WRITTEN INSTRUCTION
Pull out every row below word for word, leaving the pictures out of your answer.

RECORDS TO PROCESS
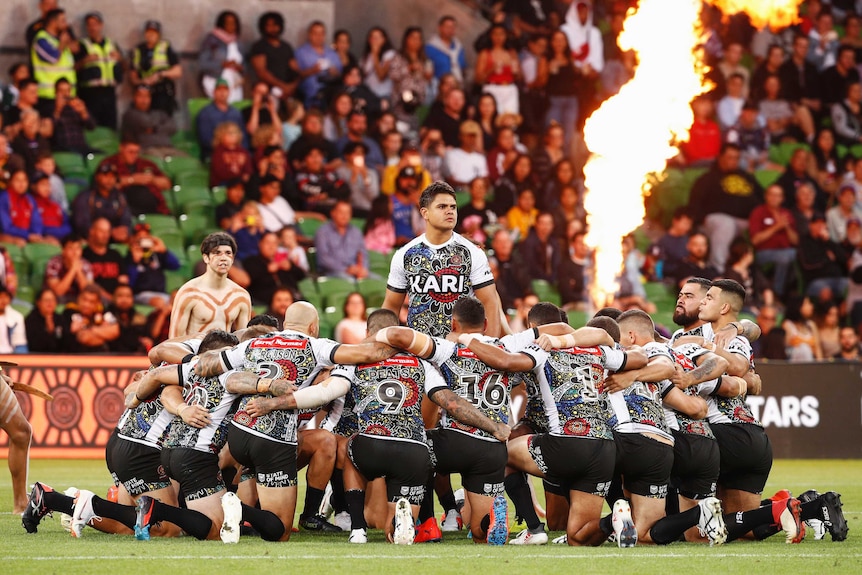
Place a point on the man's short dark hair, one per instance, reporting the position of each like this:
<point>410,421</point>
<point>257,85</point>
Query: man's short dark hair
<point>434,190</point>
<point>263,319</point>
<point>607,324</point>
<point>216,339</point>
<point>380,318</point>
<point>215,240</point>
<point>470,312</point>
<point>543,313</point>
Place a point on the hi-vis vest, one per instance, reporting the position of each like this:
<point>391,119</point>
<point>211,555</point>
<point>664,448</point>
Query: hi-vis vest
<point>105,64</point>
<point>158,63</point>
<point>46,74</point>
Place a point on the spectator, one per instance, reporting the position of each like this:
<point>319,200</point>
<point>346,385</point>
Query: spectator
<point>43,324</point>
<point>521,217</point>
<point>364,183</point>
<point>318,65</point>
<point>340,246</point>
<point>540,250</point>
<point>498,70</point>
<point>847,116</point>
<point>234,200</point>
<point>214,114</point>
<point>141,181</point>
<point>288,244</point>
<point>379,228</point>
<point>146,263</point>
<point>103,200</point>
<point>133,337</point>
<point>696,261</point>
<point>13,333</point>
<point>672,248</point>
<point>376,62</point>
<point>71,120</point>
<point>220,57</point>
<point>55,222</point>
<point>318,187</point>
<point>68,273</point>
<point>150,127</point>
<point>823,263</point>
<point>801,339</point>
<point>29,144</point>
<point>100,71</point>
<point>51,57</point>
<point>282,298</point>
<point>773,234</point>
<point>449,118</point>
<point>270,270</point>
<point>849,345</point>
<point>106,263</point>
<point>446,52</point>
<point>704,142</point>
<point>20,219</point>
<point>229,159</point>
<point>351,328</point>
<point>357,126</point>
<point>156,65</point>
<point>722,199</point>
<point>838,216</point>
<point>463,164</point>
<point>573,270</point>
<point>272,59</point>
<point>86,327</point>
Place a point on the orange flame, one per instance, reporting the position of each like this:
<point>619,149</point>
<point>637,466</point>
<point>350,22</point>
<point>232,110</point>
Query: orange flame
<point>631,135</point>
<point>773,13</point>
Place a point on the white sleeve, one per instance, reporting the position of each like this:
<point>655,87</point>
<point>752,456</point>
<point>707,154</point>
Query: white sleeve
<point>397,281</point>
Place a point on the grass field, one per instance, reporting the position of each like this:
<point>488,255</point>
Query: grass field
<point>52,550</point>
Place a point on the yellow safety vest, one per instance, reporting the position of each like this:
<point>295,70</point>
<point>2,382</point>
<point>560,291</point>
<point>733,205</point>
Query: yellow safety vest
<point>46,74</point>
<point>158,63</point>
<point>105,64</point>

TASK SOLUTION
Place a point on the man's short dark hair, one per instance, reporting the position of each like this:
<point>410,421</point>
<point>257,85</point>
Query: man's short dark hair
<point>434,190</point>
<point>263,319</point>
<point>607,324</point>
<point>216,339</point>
<point>380,318</point>
<point>215,240</point>
<point>470,312</point>
<point>543,313</point>
Place a point on the hi-vis vest, one per instance, reporting the position of each like this:
<point>391,119</point>
<point>211,555</point>
<point>664,448</point>
Query: hi-vis vest
<point>105,64</point>
<point>158,63</point>
<point>46,74</point>
Place a point on the spectator, one per instance, reporting the position of each like this:
<point>319,200</point>
<point>346,385</point>
Query: spectator
<point>43,324</point>
<point>521,217</point>
<point>364,183</point>
<point>318,65</point>
<point>340,246</point>
<point>540,250</point>
<point>498,70</point>
<point>847,116</point>
<point>234,200</point>
<point>214,114</point>
<point>141,181</point>
<point>288,244</point>
<point>379,228</point>
<point>146,263</point>
<point>103,200</point>
<point>133,337</point>
<point>696,261</point>
<point>13,333</point>
<point>672,248</point>
<point>376,62</point>
<point>71,120</point>
<point>220,57</point>
<point>55,222</point>
<point>318,187</point>
<point>68,273</point>
<point>150,127</point>
<point>823,263</point>
<point>801,339</point>
<point>29,144</point>
<point>100,71</point>
<point>51,57</point>
<point>282,298</point>
<point>773,234</point>
<point>449,118</point>
<point>270,270</point>
<point>849,345</point>
<point>106,263</point>
<point>446,52</point>
<point>704,142</point>
<point>20,219</point>
<point>229,159</point>
<point>351,328</point>
<point>357,126</point>
<point>156,65</point>
<point>722,199</point>
<point>838,216</point>
<point>463,164</point>
<point>573,270</point>
<point>272,59</point>
<point>86,327</point>
Place a point on the orange flame, one per instance, reporting the position of each like this:
<point>619,149</point>
<point>637,466</point>
<point>350,22</point>
<point>232,110</point>
Query: orange flame
<point>631,135</point>
<point>773,13</point>
Place a point on the white sleeve, one per instance, reporting the position of each like this:
<point>655,87</point>
<point>752,456</point>
<point>707,154</point>
Query: white sleeve
<point>397,281</point>
Place a point on the grass field, one per instance, reporting the position of each like this:
<point>488,255</point>
Query: grass field
<point>52,550</point>
Place a point on the yellow safety vest, one per instance, reporting the position of each like this:
<point>295,70</point>
<point>2,382</point>
<point>560,291</point>
<point>733,205</point>
Query: yellow safety vest
<point>46,74</point>
<point>158,63</point>
<point>105,64</point>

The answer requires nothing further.